* TASK TO CARRY OUT *
Rewrite every line of the records below as a numbered list, leaving out any blank lines.

* MATERIAL SUPPLIED *
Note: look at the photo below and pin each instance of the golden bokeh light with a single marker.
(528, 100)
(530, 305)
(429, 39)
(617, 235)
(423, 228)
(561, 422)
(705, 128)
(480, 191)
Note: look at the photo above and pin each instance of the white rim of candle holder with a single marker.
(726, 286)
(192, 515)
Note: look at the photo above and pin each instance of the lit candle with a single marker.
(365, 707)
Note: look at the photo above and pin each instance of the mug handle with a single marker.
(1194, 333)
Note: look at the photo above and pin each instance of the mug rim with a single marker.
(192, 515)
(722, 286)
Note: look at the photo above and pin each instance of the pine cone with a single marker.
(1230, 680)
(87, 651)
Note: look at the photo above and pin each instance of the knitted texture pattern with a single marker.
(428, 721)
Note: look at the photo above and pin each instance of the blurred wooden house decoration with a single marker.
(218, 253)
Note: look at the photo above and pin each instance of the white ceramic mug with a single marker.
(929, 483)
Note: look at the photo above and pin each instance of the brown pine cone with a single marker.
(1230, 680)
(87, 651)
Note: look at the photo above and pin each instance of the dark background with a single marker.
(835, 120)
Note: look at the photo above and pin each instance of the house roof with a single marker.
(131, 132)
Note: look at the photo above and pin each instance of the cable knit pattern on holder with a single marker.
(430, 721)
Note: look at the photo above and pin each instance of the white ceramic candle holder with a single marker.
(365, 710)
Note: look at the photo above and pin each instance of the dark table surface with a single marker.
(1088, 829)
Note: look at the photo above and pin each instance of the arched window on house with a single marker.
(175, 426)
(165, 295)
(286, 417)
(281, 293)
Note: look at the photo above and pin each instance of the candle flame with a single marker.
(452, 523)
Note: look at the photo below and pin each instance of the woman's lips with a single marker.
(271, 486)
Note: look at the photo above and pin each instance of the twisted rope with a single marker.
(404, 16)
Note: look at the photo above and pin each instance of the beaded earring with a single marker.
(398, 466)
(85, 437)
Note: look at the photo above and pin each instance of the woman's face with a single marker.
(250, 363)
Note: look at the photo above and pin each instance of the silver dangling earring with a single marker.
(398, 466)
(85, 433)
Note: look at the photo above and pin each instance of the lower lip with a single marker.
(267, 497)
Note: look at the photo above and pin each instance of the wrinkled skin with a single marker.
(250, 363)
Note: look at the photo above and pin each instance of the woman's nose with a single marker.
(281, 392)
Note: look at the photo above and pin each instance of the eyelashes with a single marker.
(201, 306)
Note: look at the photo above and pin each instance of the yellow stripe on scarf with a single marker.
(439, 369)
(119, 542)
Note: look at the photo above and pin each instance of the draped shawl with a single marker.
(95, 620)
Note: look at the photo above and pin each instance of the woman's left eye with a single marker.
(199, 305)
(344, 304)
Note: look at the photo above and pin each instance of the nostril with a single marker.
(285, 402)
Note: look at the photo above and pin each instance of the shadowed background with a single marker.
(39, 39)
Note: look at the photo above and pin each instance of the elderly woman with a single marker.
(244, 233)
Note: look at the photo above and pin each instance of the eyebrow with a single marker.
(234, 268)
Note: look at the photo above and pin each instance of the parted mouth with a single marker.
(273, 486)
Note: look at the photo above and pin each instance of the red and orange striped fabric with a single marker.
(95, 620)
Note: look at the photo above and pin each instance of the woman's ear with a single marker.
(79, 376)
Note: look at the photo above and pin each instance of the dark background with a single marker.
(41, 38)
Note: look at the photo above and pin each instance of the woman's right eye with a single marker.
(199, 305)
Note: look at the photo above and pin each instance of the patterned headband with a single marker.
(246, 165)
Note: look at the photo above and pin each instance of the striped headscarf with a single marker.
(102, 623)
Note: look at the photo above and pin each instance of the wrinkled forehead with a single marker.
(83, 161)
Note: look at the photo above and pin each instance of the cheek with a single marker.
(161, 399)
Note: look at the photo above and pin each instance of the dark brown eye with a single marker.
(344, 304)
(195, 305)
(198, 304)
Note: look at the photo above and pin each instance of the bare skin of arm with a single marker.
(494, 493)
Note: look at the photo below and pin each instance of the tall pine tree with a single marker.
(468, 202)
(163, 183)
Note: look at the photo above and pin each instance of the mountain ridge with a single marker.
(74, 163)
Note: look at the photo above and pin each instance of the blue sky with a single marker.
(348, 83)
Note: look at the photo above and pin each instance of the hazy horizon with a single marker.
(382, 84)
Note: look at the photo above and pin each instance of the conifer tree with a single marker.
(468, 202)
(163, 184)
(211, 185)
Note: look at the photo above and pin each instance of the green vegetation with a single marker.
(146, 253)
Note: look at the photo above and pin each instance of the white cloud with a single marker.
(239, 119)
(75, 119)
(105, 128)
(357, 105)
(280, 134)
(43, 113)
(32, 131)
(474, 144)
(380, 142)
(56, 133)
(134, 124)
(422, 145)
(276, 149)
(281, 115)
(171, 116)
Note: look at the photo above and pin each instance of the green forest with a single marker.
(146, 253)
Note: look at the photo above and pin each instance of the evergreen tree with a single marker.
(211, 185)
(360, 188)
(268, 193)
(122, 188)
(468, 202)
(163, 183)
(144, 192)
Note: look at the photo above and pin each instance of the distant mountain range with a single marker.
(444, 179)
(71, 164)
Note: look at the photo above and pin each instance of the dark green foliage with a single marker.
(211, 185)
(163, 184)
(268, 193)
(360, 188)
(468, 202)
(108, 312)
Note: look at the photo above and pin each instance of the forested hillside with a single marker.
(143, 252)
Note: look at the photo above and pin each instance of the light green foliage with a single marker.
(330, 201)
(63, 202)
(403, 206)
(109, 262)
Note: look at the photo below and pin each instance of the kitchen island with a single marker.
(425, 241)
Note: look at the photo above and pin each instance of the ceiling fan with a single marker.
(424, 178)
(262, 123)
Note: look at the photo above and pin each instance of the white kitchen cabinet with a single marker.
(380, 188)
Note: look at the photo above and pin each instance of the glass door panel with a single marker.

* RESPONSE *
1. Note: look at the photo below and pin each instance of the golden bokeh light with a single marker.
2. (528, 100)
3. (530, 305)
4. (429, 39)
5. (617, 235)
6. (423, 228)
7. (561, 422)
8. (705, 128)
9. (480, 191)
10. Note: look at the photo above and pin each instance of the white rim of candle holder with a single marker.
11. (726, 286)
12. (192, 515)
13. Note: look at the photo above and pin each instance of the lit candle with a single marker.
14. (365, 707)
15. Note: look at the photo above and pin each instance of the mug handle with a single marker.
16. (1194, 333)
17. Note: look at the photo above and pin each instance of the mug rim with a single marker.
18. (192, 515)
19. (722, 286)
20. Note: look at the photo above and pin each instance of the pine cone with a single marker.
21. (1230, 680)
22. (87, 651)
23. Note: look at the photo above and pin each instance of the knitted texture pattern with a single marker.
24. (428, 721)
25. Note: look at the photo above and pin each instance of the blurred wooden house decoration with a single marker.
26. (218, 253)
27. Note: look at the photo above and pin each instance of the white ceramic mug with a single marker.
28. (929, 483)
29. Note: look at the photo above and pin each instance of the brown pine cone with a single marker.
30. (1230, 680)
31. (87, 651)
32. Note: look at the photo above and pin each instance of the dark background with a single marker.
33. (835, 120)
34. Note: look at the photo above and pin each instance of the house roof with a single marker.
35. (131, 132)
36. Note: look at the photo above and pin each instance of the cable knit pattern on holder with a single marker.
37. (430, 721)
38. Note: look at the photo above and pin each instance of the white ceramic candle holder with a single marker.
39. (365, 710)
40. Note: look at the photo above and pin each instance of the dark table surface with a single marker.
41. (1088, 829)
42. Note: look at the photo above and pin each instance of the arched window on house with a single marker.
43. (175, 426)
44. (165, 295)
45. (286, 417)
46. (281, 293)
47. Note: look at the photo above and pin each instance of the candle flame with a single marker.
48. (452, 523)
49. Note: look at the photo below and pin each instance of the woman's lips with a single marker.
50. (271, 486)
51. Note: look at the photo above and pin each instance of the twisted rope with a single marker.
52. (404, 16)
53. Note: look at the photo above and pin each instance of the beaded earring with a single marker.
54. (398, 466)
55. (85, 437)
56. Note: look at the photo above and pin each instance of the woman's face with a single marker.
57. (250, 363)
58. Note: look at the photo above and pin each instance of the silver dangling earring with a single marker.
59. (398, 466)
60. (85, 433)
61. Note: look at the photo above and pin each instance of the lower lip with a single marker.
62. (267, 497)
63. Note: look at the photo above and pin each instance of the wrinkled skin with a single marker.
64. (250, 363)
65. Note: look at the photo above and pin each instance of the woman's nose with a single marker.
66. (281, 392)
67. Note: look at the photo above and pin each instance of the eyelashes with a single marker.
68. (201, 306)
69. Note: look at the photo above and pin each instance of the yellow stripe on scarf with a single marker.
70. (439, 369)
71. (119, 542)
72. Note: look at the photo above and pin each instance of the draped shawl with a single marker.
73. (95, 620)
74. Note: look at the photo above and pin each instance of the woman's left eye with a single marker.
75. (199, 305)
76. (344, 304)
77. Note: look at the photo above and pin each instance of the nostril with a single marker.
78. (285, 402)
79. Note: look at the photo above and pin each instance of the shadowed background with a single marker.
80. (39, 39)
81. Note: look at the photo above and pin each instance of the elderly woman with a single marker.
82. (244, 233)
83. Note: look at the photo above and pin each instance of the eyebrow with a single marker.
84. (234, 268)
85. Note: look at the photo above and pin each instance of the parted mouth with a single marker.
86. (273, 486)
87. Note: look at the photo above and pin each instance of the red and orange striped fabric with a single marker.
88. (95, 620)
89. Note: look at the photo above and pin each instance of the woman's ear with a single marker.
90. (79, 376)
91. Note: look at the photo above and pin each instance of the dark background with a single marker.
92. (41, 38)
93. Note: look at the photo above and pin each instance of the woman's right eye with a single marker.
94. (199, 305)
95. Note: look at the photo above and pin each instance of the patterned headband with a single marker.
96. (246, 165)
97. Note: look at the photo above and pin each instance of the striped headscarf with a single marker.
98. (102, 623)
99. Note: look at the photo above and pin each instance of the wrinkled forehead with a single marker.
100. (83, 161)
101. Note: look at the photo above and pin each instance of the cheek with a single marker.
102. (161, 399)
103. Note: look at the photo above and pin each instance of the dark brown eye with a single marker.
104. (344, 304)
105. (195, 305)
106. (198, 304)
107. Note: look at the photo above and pin each instance of the bare skin of arm with a single marker.
108. (494, 493)
109. Note: look at the photo below and pin each instance of the tall pine tree with a single marker.
110. (468, 202)
111. (163, 183)
112. Note: look at the photo above and pin each instance of the mountain ridge with a single marker.
113. (74, 163)
114. Note: look at the photo above and pin each instance of the blue sky with a single marker.
115. (348, 83)
116. Note: look at the photo above and pin each instance of the hazy horizon with a single marker.
117. (382, 84)
118. Note: look at the photo above and pin each instance of the conifer tree with a single marker.
119. (468, 202)
120. (163, 184)
121. (211, 185)
122. Note: look at the photo above and pin each instance of the green vegetation with a single marker.
123. (146, 253)
124. Note: look at the photo above and pin each instance of the white cloud with a single marker.
125. (239, 119)
126. (75, 119)
127. (105, 128)
128. (357, 105)
129. (280, 134)
130. (43, 113)
131. (32, 131)
132. (474, 144)
133. (380, 142)
134. (56, 133)
135. (134, 124)
136. (422, 145)
137. (276, 149)
138. (281, 115)
139. (171, 116)
140. Note: look at the photo above and pin each instance of the green forest with a single marker.
141. (146, 253)
142. Note: look at the photo above and pin each instance of the evergreen tree with a single marker.
143. (211, 185)
144. (360, 188)
145. (268, 193)
146. (122, 188)
147. (468, 202)
148. (163, 183)
149. (144, 192)
150. Note: look at the photo above and pin each instance of the distant mountain range with a single marker.
151. (444, 179)
152. (71, 164)
153. Note: look at the photo above and pin each instance of the dark green foliage with a single marker.
154. (211, 185)
155. (163, 184)
156. (268, 193)
157. (360, 188)
158. (468, 202)
159. (108, 312)
160. Note: look at the photo above and pin each instance of the forested hillside with a single marker.
161. (143, 252)
162. Note: look at the photo above and pin each instance of the light green foliage with a single marker.
163. (330, 201)
164. (63, 202)
165. (403, 206)
166. (109, 262)
167. Note: look at the photo below and pin each instance of the kitchen island with a single marker.
168. (425, 241)
169. Note: look at the photo above and pin each instance of the ceiling fan with a single marker.
170. (424, 178)
171. (262, 123)
172. Note: look at the photo above and pin each instance of the white kitchen cabinet with a single marker.
173. (380, 188)
174. Note: look at the photo above and pin each instance of the glass door panel with a single marker.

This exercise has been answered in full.